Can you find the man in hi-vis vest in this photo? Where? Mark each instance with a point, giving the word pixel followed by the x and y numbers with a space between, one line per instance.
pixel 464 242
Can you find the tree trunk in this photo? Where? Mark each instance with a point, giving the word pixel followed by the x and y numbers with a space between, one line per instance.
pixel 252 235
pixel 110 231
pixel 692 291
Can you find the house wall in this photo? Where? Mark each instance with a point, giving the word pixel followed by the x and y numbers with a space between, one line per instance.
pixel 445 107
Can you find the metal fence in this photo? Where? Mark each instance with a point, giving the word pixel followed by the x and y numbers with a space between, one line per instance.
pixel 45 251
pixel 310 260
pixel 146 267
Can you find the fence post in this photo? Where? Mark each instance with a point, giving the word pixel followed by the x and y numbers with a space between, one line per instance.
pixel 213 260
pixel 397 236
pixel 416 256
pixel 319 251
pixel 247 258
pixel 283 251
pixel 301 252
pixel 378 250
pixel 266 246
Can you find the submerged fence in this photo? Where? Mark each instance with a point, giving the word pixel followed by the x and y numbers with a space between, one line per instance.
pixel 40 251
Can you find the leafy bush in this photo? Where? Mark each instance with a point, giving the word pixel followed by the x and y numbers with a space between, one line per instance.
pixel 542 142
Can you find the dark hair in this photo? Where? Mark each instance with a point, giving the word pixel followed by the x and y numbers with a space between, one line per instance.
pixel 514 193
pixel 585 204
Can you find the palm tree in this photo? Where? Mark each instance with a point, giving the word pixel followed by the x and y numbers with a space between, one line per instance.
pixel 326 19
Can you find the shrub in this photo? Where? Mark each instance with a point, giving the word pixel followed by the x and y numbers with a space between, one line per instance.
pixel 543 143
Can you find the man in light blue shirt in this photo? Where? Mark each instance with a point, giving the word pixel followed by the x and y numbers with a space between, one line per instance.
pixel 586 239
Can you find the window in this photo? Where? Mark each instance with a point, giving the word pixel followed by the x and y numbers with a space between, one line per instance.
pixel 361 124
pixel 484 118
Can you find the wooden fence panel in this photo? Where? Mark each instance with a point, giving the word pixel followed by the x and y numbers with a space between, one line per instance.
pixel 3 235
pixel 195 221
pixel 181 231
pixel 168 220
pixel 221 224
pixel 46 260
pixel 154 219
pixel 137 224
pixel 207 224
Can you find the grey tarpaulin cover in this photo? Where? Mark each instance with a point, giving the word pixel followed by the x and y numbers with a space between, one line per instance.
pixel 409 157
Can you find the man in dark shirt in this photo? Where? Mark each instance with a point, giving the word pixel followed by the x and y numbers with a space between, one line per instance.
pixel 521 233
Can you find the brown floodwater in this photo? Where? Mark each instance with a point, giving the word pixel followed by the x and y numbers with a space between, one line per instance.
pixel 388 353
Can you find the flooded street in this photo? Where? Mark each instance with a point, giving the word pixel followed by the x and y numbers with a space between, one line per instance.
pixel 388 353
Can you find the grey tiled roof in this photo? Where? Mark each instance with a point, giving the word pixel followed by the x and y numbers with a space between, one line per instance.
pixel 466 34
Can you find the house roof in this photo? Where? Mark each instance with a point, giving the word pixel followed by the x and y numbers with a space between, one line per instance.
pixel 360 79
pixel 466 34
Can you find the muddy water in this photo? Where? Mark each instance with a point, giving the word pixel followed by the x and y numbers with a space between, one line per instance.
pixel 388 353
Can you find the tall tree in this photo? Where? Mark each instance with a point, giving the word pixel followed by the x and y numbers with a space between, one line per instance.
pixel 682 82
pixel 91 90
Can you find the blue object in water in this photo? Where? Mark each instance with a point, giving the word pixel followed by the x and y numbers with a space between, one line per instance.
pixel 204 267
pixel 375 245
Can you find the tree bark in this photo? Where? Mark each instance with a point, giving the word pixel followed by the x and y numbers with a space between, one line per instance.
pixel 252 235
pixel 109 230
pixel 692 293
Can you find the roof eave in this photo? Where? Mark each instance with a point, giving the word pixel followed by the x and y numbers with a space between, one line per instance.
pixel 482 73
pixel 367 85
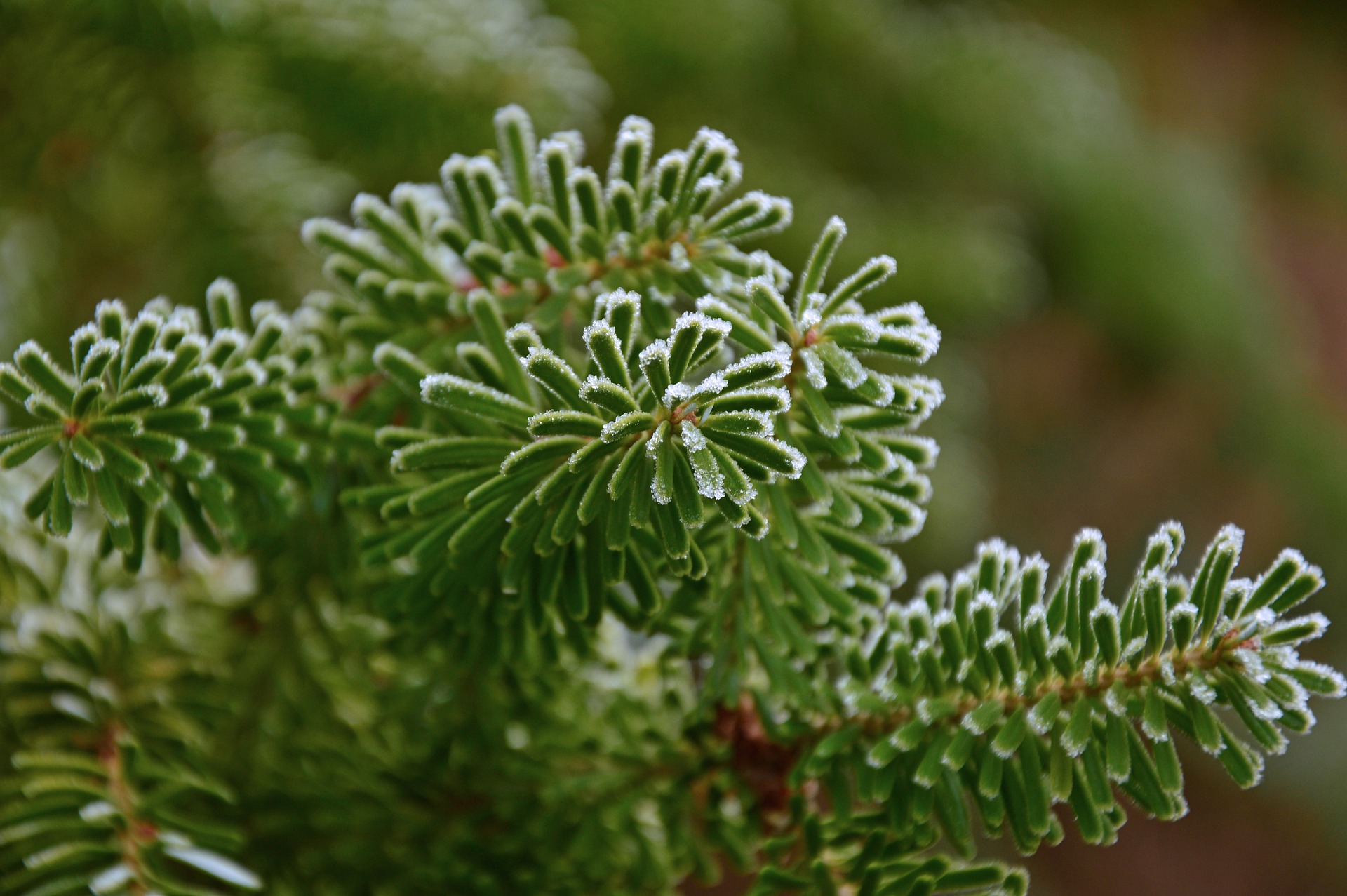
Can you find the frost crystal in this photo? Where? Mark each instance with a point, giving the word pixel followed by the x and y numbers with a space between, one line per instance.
pixel 814 371
pixel 676 394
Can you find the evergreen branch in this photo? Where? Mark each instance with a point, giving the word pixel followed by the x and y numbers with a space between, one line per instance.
pixel 109 795
pixel 166 423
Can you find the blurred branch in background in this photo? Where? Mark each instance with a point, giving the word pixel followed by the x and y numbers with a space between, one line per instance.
pixel 168 142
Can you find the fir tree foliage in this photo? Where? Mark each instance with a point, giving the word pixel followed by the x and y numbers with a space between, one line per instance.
pixel 572 427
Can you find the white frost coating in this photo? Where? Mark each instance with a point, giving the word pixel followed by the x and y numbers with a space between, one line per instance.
pixel 229 336
pixel 709 185
pixel 710 481
pixel 112 878
pixel 779 356
pixel 657 349
pixel 1202 689
pixel 616 427
pixel 796 460
pixel 907 314
pixel 594 383
pixel 702 321
pixel 155 356
pixel 216 865
pixel 118 309
pixel 713 385
pixel 193 340
pixel 619 298
pixel 1167 671
pixel 256 371
pixel 1338 685
pixel 864 325
pixel 678 258
pixel 814 371
pixel 598 326
pixel 1115 700
pixel 776 394
pixel 657 490
pixel 985 600
pixel 652 445
pixel 1104 608
pixel 83 333
pixel 676 394
pixel 186 317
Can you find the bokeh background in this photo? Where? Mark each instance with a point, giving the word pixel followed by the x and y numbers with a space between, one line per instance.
pixel 1130 221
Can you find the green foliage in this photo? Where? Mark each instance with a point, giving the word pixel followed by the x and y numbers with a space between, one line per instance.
pixel 577 523
pixel 109 791
pixel 163 422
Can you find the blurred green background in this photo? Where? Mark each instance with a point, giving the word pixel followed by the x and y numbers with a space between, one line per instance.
pixel 1130 221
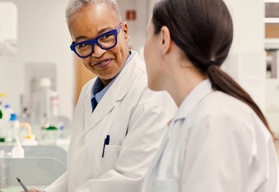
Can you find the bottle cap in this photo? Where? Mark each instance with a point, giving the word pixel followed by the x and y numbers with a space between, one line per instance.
pixel 2 94
pixel 13 117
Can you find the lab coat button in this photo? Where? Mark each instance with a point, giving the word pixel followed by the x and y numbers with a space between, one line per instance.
pixel 75 184
pixel 81 142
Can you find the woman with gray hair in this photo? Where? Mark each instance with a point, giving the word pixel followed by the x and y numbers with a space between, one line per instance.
pixel 118 122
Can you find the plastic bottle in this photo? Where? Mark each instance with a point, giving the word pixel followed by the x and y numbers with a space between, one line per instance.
pixel 12 128
pixel 4 122
pixel 3 170
pixel 17 150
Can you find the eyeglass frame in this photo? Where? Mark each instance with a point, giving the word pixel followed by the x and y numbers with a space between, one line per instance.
pixel 95 41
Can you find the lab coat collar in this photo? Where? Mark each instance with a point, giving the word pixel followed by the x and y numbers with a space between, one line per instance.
pixel 203 89
pixel 115 93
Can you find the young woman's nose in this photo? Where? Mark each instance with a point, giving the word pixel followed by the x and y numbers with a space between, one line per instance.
pixel 98 51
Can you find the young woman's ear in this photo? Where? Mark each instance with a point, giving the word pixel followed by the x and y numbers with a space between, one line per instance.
pixel 125 29
pixel 165 40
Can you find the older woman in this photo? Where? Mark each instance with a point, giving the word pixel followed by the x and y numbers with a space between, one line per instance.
pixel 118 122
pixel 219 140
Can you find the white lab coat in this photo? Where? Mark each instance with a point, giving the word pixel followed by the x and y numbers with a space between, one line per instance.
pixel 136 121
pixel 215 144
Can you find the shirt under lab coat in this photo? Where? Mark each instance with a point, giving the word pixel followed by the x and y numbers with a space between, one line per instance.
pixel 215 143
pixel 135 119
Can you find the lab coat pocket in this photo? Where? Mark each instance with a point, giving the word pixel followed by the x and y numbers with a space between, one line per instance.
pixel 111 153
pixel 167 185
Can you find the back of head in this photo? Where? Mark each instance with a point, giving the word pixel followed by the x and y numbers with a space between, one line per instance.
pixel 201 28
pixel 75 5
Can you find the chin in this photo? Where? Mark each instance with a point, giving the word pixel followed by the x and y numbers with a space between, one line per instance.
pixel 154 87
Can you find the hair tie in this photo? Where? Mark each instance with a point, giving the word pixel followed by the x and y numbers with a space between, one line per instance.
pixel 210 63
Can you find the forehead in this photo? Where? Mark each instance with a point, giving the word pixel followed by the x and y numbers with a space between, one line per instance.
pixel 92 19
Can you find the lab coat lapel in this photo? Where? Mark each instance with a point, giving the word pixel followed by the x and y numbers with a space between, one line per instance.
pixel 114 94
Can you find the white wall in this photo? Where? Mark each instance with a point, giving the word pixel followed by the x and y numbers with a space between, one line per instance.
pixel 42 38
pixel 137 28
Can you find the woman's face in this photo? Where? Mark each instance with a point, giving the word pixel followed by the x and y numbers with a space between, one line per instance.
pixel 88 23
pixel 153 59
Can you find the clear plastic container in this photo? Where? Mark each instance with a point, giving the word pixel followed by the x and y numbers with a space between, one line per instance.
pixel 4 166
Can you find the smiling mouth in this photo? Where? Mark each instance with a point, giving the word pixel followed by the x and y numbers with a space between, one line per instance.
pixel 102 63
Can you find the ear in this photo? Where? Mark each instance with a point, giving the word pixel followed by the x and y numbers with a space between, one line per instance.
pixel 125 30
pixel 165 40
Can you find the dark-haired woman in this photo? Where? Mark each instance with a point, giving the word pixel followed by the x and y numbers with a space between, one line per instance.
pixel 219 140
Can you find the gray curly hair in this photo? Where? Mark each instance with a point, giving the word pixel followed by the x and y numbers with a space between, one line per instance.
pixel 75 5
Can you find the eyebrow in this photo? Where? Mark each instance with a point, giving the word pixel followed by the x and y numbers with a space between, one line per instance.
pixel 99 33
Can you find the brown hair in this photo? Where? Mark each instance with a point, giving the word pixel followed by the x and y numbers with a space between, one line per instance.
pixel 203 29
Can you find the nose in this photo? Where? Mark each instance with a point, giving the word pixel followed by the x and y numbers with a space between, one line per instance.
pixel 98 51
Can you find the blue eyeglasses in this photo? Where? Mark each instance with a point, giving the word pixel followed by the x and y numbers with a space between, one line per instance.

◆ ◆ ◆ ◆ ◆

■ **Exercise instructions**: Rewrite the items above as a JSON list of strings, one string per line with blank lines omitted. Begin at the first line of the items and stop after the line that has "pixel 146 267".

■ **Task solution**:
[
  "Can you find the man in hi-vis vest in this photo? Where? Mark each instance with a point, giving the word pixel followed by the x and y numbers with a space between, one line per instance.",
  "pixel 464 242",
  "Can you find the tree trunk in this photo? Where? Mark each instance with a point, giving the word pixel followed by the x and y numbers with a space between, one line per instance.",
  "pixel 252 235",
  "pixel 110 231",
  "pixel 692 291",
  "Can you find the house wall in this photo? Where? Mark each instance with a point, giving the word pixel followed by the x and y numbers with a space between, one line per instance.",
  "pixel 445 107",
  "Can you find the metal fence in this photo? Where? Mark each instance with a point, giving the word pixel followed by the x and y numbers with a space between, one line per instance.",
  "pixel 45 251",
  "pixel 310 260",
  "pixel 146 267"
]